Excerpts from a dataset

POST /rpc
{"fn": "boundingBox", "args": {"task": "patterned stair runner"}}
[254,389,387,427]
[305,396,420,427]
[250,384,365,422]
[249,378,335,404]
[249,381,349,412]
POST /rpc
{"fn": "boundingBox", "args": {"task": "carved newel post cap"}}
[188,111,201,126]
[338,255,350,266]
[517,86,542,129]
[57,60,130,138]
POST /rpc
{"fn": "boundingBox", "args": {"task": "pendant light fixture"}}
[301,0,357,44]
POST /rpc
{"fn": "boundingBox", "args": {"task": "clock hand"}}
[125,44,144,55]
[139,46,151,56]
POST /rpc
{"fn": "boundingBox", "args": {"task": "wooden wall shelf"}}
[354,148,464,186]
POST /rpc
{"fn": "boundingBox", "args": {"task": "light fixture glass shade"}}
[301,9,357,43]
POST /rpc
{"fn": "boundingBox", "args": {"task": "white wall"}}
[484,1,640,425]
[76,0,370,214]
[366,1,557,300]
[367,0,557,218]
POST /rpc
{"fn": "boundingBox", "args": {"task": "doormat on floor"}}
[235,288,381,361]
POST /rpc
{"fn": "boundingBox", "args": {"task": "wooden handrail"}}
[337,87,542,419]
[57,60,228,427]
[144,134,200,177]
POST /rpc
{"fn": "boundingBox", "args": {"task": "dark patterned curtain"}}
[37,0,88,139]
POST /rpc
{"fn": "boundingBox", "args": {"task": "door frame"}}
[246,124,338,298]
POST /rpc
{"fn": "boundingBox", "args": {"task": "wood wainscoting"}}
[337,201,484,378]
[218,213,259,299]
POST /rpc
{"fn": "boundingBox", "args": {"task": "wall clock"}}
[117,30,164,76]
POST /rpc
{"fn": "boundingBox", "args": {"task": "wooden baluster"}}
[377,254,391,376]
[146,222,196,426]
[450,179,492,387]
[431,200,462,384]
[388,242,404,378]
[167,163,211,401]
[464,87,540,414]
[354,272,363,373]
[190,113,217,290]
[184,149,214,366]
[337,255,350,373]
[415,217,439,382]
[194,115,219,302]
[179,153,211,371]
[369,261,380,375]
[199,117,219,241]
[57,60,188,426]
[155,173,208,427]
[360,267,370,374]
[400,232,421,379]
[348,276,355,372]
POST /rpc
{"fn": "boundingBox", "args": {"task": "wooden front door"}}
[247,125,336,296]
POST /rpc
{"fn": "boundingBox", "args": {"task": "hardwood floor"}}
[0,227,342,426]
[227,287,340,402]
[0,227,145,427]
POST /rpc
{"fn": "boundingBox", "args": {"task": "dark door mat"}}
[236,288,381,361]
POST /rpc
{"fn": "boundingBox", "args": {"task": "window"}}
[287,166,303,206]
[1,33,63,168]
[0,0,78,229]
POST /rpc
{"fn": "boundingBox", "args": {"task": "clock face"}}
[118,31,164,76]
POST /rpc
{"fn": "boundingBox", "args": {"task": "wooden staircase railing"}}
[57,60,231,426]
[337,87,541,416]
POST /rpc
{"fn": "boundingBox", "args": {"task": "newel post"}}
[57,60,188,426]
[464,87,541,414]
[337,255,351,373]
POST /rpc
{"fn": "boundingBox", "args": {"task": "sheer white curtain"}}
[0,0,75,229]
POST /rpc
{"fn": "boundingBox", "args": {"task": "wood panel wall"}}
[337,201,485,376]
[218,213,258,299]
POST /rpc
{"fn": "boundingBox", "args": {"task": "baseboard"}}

### Your goal
Reproduce each record exactly, leaving nothing out.

### Response to the exercise
POST /rpc
{"fn": "boundingBox", "args": {"task": "patterned stair runner"}}
[254,389,387,427]
[305,396,420,427]
[250,384,365,422]
[249,378,335,404]
[249,381,349,412]
POST /rpc
{"fn": "boundingBox", "args": {"task": "carved newel post cap"}}
[188,111,201,126]
[338,255,350,266]
[517,86,542,129]
[57,60,130,138]
POST /rpc
{"fn": "boundingBox", "args": {"task": "pendant light fixture"}}
[301,0,357,44]
POST /rpc
{"fn": "boundingBox", "args": {"task": "clock hand"}}
[125,44,144,55]
[139,46,151,56]
POST /rpc
{"fn": "boundingBox", "args": {"task": "wooden wall shelf"}}
[354,148,464,186]
POST /rpc
{"fn": "boundingBox", "args": {"task": "light fixture glass shade"}}
[301,9,357,43]
POST /rpc
{"fn": "boundingBox", "args": {"task": "white wall"}}
[484,1,640,425]
[76,0,370,214]
[366,1,557,300]
[367,0,557,218]
POST /rpc
{"fn": "boundingBox", "args": {"task": "doormat on floor"}}
[235,288,381,361]
POST /rpc
{"fn": "boundingBox", "args": {"task": "wooden handrail"}}
[337,87,542,419]
[57,60,228,427]
[144,134,200,177]
POST /rpc
{"fn": "boundingBox", "args": {"task": "dark patterned curtain"}}
[37,0,88,139]
POST /rpc
{"fn": "boundingBox", "args": {"task": "door frame"}}
[246,124,338,298]
POST /rpc
{"fn": "boundingBox", "args": {"task": "wood wainscoting"}}
[337,201,484,378]
[218,213,259,299]
POST /rpc
{"fn": "boundingBox", "args": {"task": "wall clock"}}
[117,30,164,76]
POST /rpc
{"fn": "boundingBox", "args": {"task": "wooden baluster"}}
[377,254,391,376]
[146,222,196,426]
[450,179,492,387]
[431,200,462,384]
[388,242,404,378]
[167,163,211,401]
[464,87,540,414]
[354,272,363,373]
[190,113,217,290]
[184,149,214,366]
[337,255,350,373]
[415,217,439,382]
[194,115,219,302]
[179,153,211,371]
[369,261,380,375]
[199,117,219,241]
[57,60,188,426]
[155,173,208,427]
[360,267,370,374]
[400,232,421,379]
[348,276,355,372]
POST /rpc
{"fn": "boundingBox", "args": {"task": "wooden front door"}}
[247,125,336,296]
POST /rpc
{"fn": "boundingBox", "args": {"task": "hardwood floor"}}
[0,227,342,426]
[227,287,340,402]
[0,227,145,427]
POST /rpc
{"fn": "boundingBox", "args": {"task": "dark door mat"}}
[236,288,381,361]
POST /rpc
{"fn": "boundingBox", "args": {"task": "window"}}
[287,166,303,206]
[1,33,63,168]
[0,0,78,229]
POST /rpc
{"fn": "boundingBox", "args": {"task": "clock face"}}
[118,31,164,76]
POST /rpc
{"fn": "boundingBox", "args": {"task": "wooden staircase railing"}}
[57,60,231,426]
[337,87,541,416]
POST /rpc
{"fn": "boundingBox", "args": {"task": "newel post"}}
[57,60,188,426]
[464,87,541,414]
[337,255,351,373]
POST /rpc
{"fn": "boundingBox", "args": {"task": "sheer white curtain"}}
[0,0,75,229]
POST /rpc
{"fn": "boundingBox", "args": {"task": "wood panel wall"}}
[337,201,485,376]
[218,213,258,299]
POST /rpc
{"fn": "boundingBox", "args": {"task": "baseboard"}}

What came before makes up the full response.